[Entries from a pointing dataset]
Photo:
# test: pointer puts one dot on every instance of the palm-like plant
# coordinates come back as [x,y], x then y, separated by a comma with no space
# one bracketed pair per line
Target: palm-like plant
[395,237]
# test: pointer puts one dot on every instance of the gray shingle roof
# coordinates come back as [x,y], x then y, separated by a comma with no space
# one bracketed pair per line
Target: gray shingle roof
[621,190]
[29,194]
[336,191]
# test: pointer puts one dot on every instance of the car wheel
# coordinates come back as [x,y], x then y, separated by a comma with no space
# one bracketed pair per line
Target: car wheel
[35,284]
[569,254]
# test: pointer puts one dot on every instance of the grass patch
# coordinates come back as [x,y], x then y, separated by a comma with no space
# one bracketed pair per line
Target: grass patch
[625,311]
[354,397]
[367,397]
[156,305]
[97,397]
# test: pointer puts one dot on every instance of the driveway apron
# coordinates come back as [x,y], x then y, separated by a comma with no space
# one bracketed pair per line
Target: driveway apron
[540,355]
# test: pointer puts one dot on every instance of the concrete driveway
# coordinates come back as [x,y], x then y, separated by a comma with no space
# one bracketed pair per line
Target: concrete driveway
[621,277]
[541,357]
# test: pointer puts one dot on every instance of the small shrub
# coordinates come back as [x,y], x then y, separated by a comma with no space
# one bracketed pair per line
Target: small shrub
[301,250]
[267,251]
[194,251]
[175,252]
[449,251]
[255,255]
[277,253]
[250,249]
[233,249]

- Instructions for the task -
Rewrite all of the rows above, changing each "Target" to "Label" and keeping everything else the same.

- The completed task -
Photo:
# test: pointer puts one dot on every instance of the palm-like plant
# coordinates come back as [x,y], x then y, separated by a comma with no space
# one bracketed pair per line
Label: palm-like plant
[395,237]
# test: pointer puts one dot on every instance of the gray shingle roof
# coordinates come back as [x,y], x then y, separated by a comma with no space
# one bracketed pair per line
Label: gray shingle roof
[621,190]
[29,194]
[336,191]
# test: pointer puts one dot on every instance of the car wheel
# coordinates come back as [x,y], x then y, separated by a comma with no space
# one bracketed pair per line
Label: car wheel
[35,284]
[569,254]
# test: pointer puts one dot on every instance of the grass patch
# coordinates come back as [x,y], x then y, separated by a comma with no space
# one bracketed pair per line
Label: grass patch
[625,311]
[354,397]
[367,397]
[156,305]
[97,397]
# test: pointer puts one dot on every instance of the driveway apron
# coordinates come back as [x,y], x then y, separated by a comma with no space
# one bracketed pair per line
Label: driveway apron
[540,355]
# test: pointer puts one dot on every instance of the concrete driveway
# coordinates come back as [x,y], x then y, separated by a comma with no space
# one bracketed pair per line
Label: concrete driveway
[621,277]
[541,357]
# test: pointer puts one dot on every instance of the small shrub
# coordinates come back as [x,y], x then y, separated by a comma with no space
# one bracketed pair per line
Label: small shrub
[301,250]
[267,251]
[194,251]
[175,252]
[449,251]
[255,255]
[277,253]
[250,249]
[233,249]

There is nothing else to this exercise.